Instructions -
a - In the passage on early Roman schooling, what was the title of the work by the poet and teacher Ennius?
b - From the passage on early Roman schooling, extract word for word the stretch from "Later Romans and" through "and schooled virtue.".

Document segment -
+ + + + +

Roman writers of the late republic and the early empire remembered the origins of their schools in clear and forceful stories. The lack of apposite written sources before the third century and changes in the Latin language and in the institutions of the city go some way toward explaining why Romans did not recall their early schooling, but stories of schooling have particular ideological characteristics. They speak of the training of youth in a society's or a class's values, and this symbolic weight can easily lead to idealizations and associations that have more to do with the present and with a wished-for identity, and less with the past as a historical reality. The Roman stories reflect lines of imagination of simple, fundamental contrasts: of old, Roman fathers had educated their sons at home. Greek-style education, with a literary curriculum, paid teachers, and a school outside the home for social peers of different families, came to Rome in the recent past, the third and second centuries B.C. Here too were to be found the origins of Latin literature. The Romans' interest in their own institutions apparently arises in the same period. The poet and teacher Ennius wrote a work entitled Origines. The states man Cato, who looms large in accounts of early Roman schooling, consistently contrasted Roman customs and institutions with the recently arrived and corrupting Greek.

Later Romans and Greeks followed the lead of these sources in three ways: they assumed this period to be one of origins; they understood the origin of schooling to be a transfer of the superior Greek culture to their (rude and hardy) ancestors; and they ascribed the impulse to adopt a new cultural practice to a named individual. This thinking, at once etiological, cultural, and biographical, has a powerful, ideological appeal. It identifies the Romans as valid (if only recent) participants in the Hellenistic paideia—that literary culture that identifies civilization and empire and the civilized inheritors of a great tradition—and grants then something in addition, a nativist, ancestral virtue that makes the Romans superior to those who have only schooled customs and schooled virtue.

+ + + + +

Information provided -
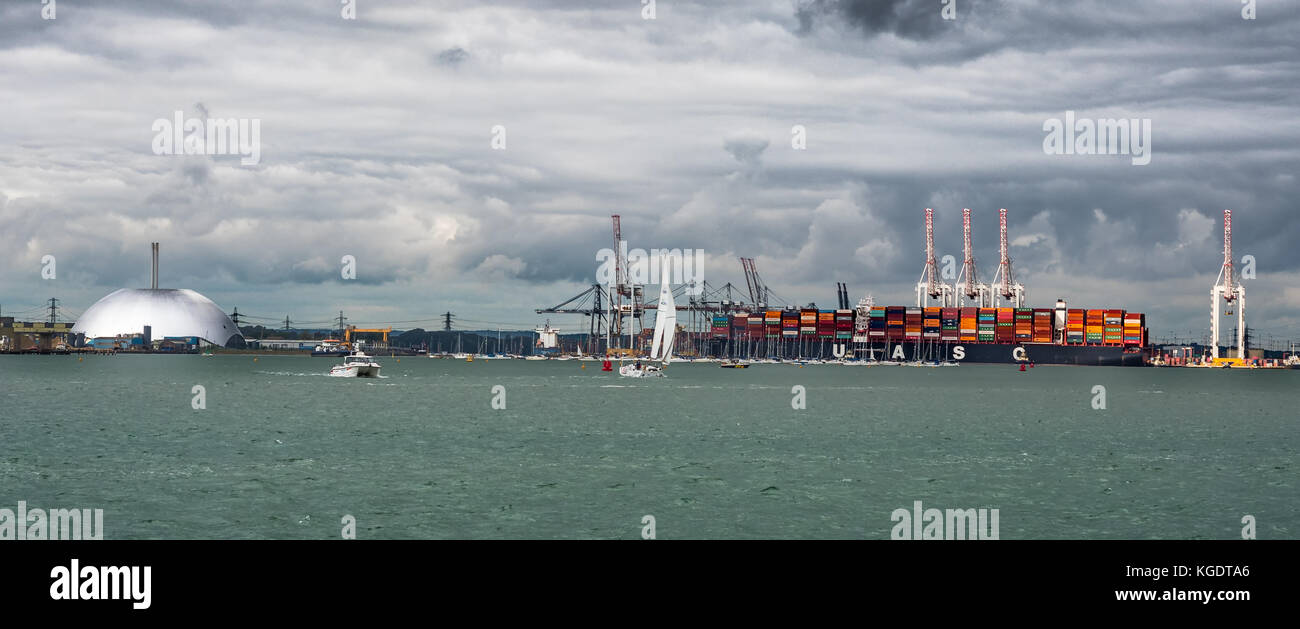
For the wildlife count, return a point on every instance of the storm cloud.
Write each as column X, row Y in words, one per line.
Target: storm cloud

+ + + + +

Results of the tasks -
a - Origines

b -
Later Romans and Greeks followed the lead of these sources in three ways: they assumed this period to be one of origins; they understood the origin of schooling to be a transfer of the superior Greek culture to their (rude and hardy) ancestors; and they ascribed the impulse to adopt a new cultural practice to a named individual. This thinking, at once etiological, cultural, and biographical, has a powerful, ideological appeal. It identifies the Romans as valid (if only recent) participants in the Hellenistic paideia—that literary culture that identifies civilization and empire and the civilized inheritors of a great tradition—and grants then something in addition, a nativist, ancestral virtue that makes the Romans superior to those who have only schooled customs and schooled virtue.